_Your objective_
Find the line containing "rescue tube rope" in the material below; copy that line and all following lines exactly.

Excerpts of location labeling data:
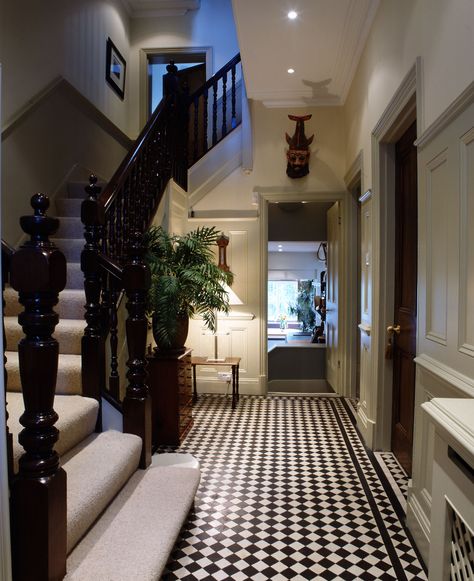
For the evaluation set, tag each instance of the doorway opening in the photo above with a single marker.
(296, 295)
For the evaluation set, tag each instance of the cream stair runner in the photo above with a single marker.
(121, 522)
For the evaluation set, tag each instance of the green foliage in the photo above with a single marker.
(185, 279)
(304, 308)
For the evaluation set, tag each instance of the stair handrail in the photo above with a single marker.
(220, 73)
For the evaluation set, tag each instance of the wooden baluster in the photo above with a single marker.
(214, 114)
(224, 105)
(93, 344)
(137, 402)
(38, 497)
(233, 121)
(6, 258)
(114, 378)
(206, 121)
(196, 128)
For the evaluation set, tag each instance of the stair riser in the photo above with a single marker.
(70, 306)
(68, 207)
(70, 248)
(68, 380)
(75, 276)
(69, 339)
(70, 228)
(77, 189)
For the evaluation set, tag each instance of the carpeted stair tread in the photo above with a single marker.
(68, 207)
(75, 276)
(97, 469)
(70, 306)
(68, 333)
(69, 374)
(77, 419)
(135, 536)
(70, 227)
(70, 247)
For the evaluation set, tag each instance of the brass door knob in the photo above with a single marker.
(393, 330)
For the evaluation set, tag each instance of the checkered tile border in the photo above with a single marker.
(288, 491)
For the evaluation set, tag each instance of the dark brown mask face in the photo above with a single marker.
(298, 163)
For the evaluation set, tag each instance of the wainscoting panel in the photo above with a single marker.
(437, 240)
(466, 270)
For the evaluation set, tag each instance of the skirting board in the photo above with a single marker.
(299, 386)
(418, 526)
(366, 428)
(246, 387)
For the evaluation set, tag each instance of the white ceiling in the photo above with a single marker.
(323, 45)
(149, 8)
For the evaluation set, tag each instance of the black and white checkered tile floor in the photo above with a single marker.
(288, 491)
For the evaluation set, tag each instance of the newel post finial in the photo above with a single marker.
(38, 273)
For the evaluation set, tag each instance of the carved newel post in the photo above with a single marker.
(93, 341)
(38, 273)
(137, 402)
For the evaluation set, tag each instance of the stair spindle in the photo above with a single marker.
(38, 497)
(233, 122)
(196, 128)
(214, 114)
(206, 120)
(6, 259)
(137, 402)
(224, 105)
(93, 344)
(114, 378)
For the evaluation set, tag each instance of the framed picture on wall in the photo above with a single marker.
(115, 67)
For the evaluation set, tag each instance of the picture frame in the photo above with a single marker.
(115, 69)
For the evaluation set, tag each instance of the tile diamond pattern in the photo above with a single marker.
(288, 491)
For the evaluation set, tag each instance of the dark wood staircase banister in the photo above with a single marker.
(220, 73)
(7, 253)
(38, 492)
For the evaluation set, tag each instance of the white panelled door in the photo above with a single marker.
(333, 363)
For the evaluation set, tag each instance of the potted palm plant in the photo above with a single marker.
(185, 281)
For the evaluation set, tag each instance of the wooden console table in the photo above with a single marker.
(232, 362)
(170, 386)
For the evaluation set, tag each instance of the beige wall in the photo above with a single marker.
(195, 29)
(62, 132)
(441, 33)
(327, 162)
(40, 42)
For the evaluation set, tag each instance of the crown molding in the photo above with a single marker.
(160, 8)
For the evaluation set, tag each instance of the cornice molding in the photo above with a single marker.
(453, 110)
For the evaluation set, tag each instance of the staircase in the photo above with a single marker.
(122, 516)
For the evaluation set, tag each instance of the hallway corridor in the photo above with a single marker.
(288, 491)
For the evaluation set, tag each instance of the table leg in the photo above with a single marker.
(194, 384)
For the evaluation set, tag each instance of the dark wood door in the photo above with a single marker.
(404, 343)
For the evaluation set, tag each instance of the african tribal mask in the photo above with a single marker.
(298, 150)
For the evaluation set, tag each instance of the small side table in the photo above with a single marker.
(232, 362)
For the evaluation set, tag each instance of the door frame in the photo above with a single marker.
(143, 71)
(347, 289)
(402, 110)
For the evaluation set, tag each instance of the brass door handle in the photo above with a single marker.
(393, 330)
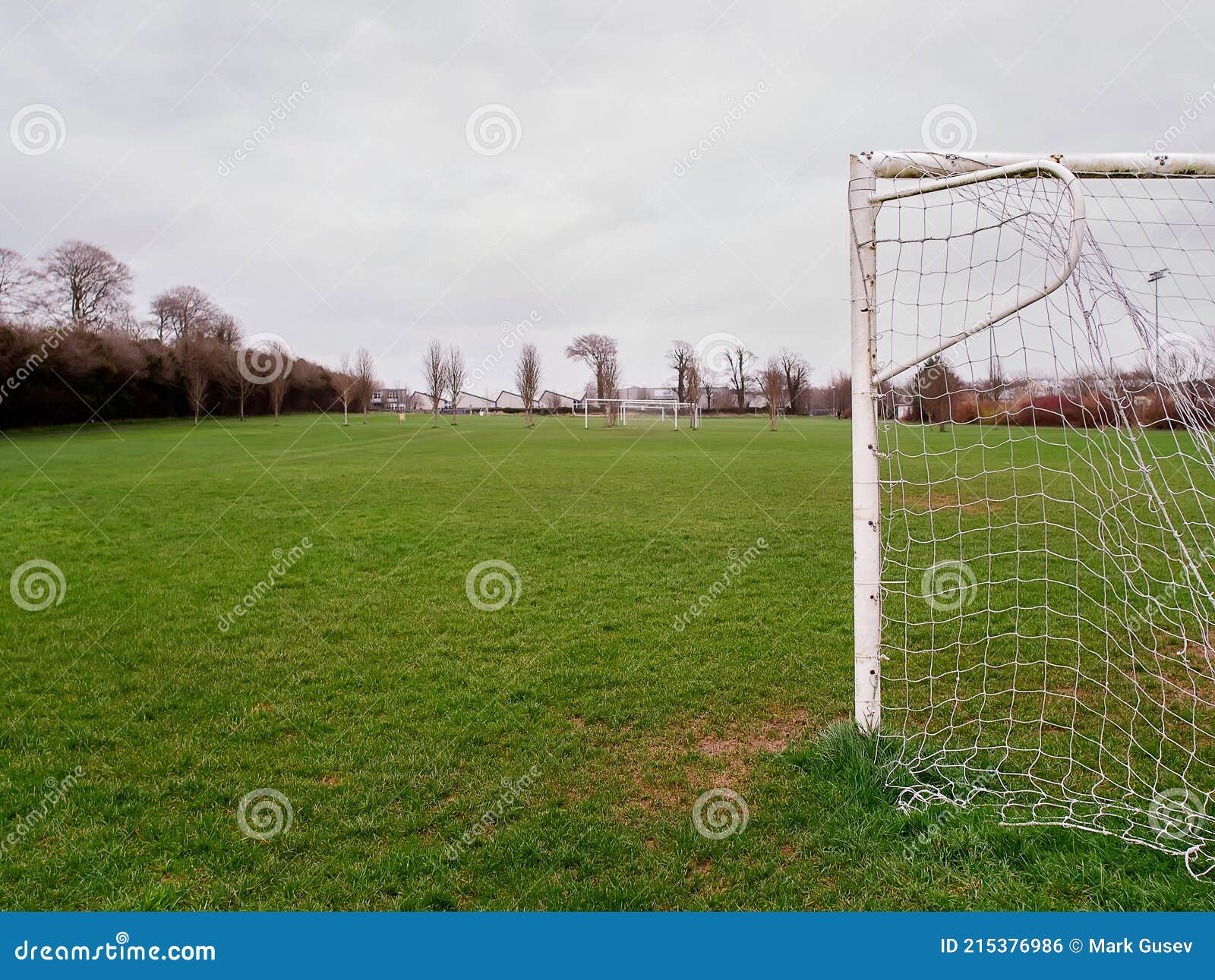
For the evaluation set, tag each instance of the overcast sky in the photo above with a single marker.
(435, 170)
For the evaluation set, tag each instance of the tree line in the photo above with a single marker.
(73, 348)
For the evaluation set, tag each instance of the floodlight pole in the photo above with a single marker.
(866, 473)
(1154, 279)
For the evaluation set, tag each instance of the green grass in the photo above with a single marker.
(368, 688)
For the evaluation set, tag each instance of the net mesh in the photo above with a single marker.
(1048, 494)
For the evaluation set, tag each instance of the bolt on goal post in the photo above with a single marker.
(1034, 486)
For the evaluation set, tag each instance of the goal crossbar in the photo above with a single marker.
(690, 409)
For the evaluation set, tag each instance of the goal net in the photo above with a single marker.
(643, 411)
(1034, 480)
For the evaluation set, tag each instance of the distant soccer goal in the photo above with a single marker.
(1034, 486)
(617, 411)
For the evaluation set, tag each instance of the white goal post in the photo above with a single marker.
(1034, 486)
(664, 407)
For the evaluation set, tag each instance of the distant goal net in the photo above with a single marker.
(642, 411)
(1034, 487)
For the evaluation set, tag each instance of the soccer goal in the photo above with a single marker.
(653, 409)
(1034, 486)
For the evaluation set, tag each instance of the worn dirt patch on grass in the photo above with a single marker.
(670, 771)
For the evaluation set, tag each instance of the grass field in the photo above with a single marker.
(368, 690)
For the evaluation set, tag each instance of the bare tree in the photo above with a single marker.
(197, 356)
(434, 373)
(597, 352)
(455, 373)
(739, 360)
(245, 378)
(184, 309)
(346, 384)
(17, 283)
(277, 384)
(841, 394)
(364, 378)
(682, 360)
(772, 386)
(528, 378)
(708, 379)
(797, 376)
(85, 283)
(692, 386)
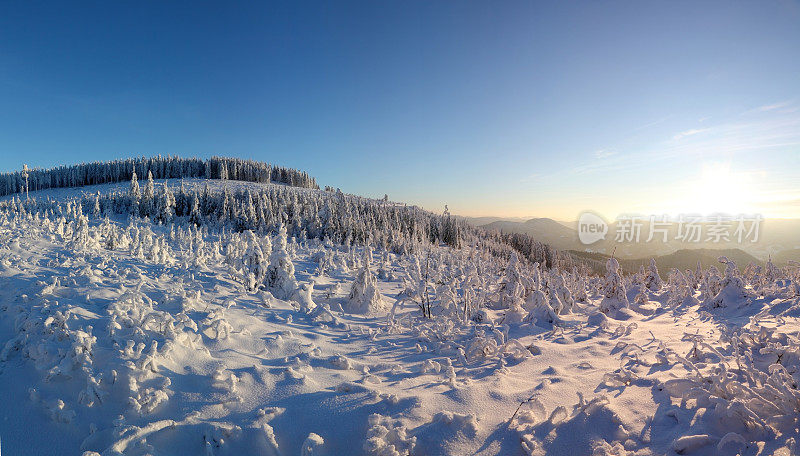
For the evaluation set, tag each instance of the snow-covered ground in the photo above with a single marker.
(122, 336)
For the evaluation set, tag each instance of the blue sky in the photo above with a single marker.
(508, 108)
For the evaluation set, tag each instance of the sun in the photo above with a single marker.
(718, 189)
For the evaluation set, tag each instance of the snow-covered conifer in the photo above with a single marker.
(364, 296)
(280, 273)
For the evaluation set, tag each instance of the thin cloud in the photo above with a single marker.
(604, 153)
(691, 132)
(783, 106)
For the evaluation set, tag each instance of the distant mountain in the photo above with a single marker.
(782, 258)
(682, 259)
(542, 229)
(480, 221)
(778, 238)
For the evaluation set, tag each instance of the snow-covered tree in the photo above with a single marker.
(732, 287)
(364, 296)
(614, 294)
(652, 280)
(280, 272)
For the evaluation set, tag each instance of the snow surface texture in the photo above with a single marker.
(120, 336)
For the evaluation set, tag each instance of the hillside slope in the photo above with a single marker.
(247, 318)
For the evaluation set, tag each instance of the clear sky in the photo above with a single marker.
(494, 108)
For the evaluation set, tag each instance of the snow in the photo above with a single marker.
(123, 336)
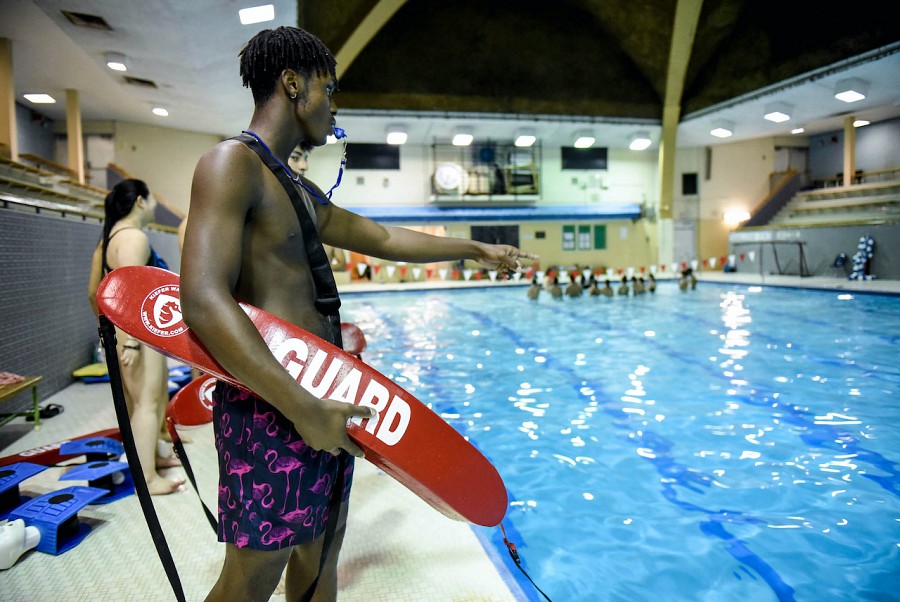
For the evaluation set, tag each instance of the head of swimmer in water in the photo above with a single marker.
(293, 64)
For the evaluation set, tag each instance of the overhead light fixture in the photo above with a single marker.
(463, 137)
(257, 14)
(39, 99)
(584, 140)
(778, 112)
(640, 141)
(851, 90)
(116, 61)
(396, 135)
(525, 138)
(722, 129)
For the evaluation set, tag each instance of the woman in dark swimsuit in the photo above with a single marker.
(129, 207)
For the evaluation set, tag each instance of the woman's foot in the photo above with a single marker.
(165, 455)
(161, 486)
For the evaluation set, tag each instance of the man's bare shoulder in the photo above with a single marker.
(228, 155)
(227, 173)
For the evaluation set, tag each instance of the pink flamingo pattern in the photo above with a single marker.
(262, 466)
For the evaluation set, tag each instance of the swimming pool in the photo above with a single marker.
(727, 443)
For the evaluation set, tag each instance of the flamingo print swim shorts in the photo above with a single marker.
(274, 490)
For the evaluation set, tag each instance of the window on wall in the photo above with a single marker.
(568, 238)
(584, 158)
(584, 237)
(374, 156)
(599, 237)
(688, 183)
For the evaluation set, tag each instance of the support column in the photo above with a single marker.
(73, 133)
(9, 143)
(849, 150)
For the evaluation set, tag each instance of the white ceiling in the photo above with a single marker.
(189, 48)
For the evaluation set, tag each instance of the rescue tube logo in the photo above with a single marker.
(161, 312)
(206, 390)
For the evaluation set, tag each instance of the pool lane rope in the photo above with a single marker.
(514, 554)
(864, 253)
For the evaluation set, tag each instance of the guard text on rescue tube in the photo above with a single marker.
(340, 385)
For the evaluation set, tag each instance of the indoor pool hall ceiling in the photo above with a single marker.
(608, 65)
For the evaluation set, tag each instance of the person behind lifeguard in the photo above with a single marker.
(607, 291)
(637, 285)
(128, 209)
(555, 289)
(574, 288)
(245, 243)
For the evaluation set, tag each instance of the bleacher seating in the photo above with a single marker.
(36, 183)
(866, 203)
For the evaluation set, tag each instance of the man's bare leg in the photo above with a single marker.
(304, 564)
(249, 575)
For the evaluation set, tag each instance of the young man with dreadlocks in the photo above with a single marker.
(255, 235)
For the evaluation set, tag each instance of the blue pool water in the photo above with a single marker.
(726, 443)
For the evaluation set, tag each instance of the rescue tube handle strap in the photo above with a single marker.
(108, 336)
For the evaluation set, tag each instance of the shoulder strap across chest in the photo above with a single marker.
(328, 302)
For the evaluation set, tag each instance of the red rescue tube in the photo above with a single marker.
(406, 439)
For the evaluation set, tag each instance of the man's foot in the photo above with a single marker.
(162, 486)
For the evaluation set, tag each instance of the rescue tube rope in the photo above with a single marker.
(514, 554)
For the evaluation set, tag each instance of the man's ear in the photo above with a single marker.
(292, 83)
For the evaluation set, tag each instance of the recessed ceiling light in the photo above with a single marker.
(778, 112)
(525, 138)
(640, 141)
(257, 14)
(722, 129)
(39, 99)
(851, 90)
(116, 61)
(463, 137)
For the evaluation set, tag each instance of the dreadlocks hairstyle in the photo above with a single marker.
(271, 51)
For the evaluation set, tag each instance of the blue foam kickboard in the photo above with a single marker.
(96, 448)
(55, 515)
(102, 475)
(10, 477)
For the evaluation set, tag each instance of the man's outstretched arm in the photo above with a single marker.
(348, 230)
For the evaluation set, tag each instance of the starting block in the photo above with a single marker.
(113, 477)
(55, 515)
(10, 477)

_Correct output_
For the evaluation set, tag each instance of the rescue tube rope in the photo above with a single marker.
(514, 554)
For the evaluation set, tag each instance of the man's ear in the photo above with a single marker.
(292, 83)
For the evaluation set, tag each instance of the recessed ceiling light in the photo above with a single marker.
(778, 112)
(525, 138)
(640, 141)
(257, 14)
(722, 129)
(39, 99)
(851, 90)
(116, 61)
(463, 137)
For the evaluation set, tag each instance of the dreadlocks hairstyle in the photo above with a single marker.
(271, 51)
For the evaluation set, tag each instance of the blue foam kickboard in the photo above with a single marker.
(96, 448)
(55, 515)
(102, 475)
(10, 477)
For the evaluation set, tag each instance of the man's outstretched arm in the photo above with a single marker.
(348, 230)
For the evaluation set, tag each instance of the starting block in the photo above with a single marker.
(113, 477)
(55, 515)
(10, 477)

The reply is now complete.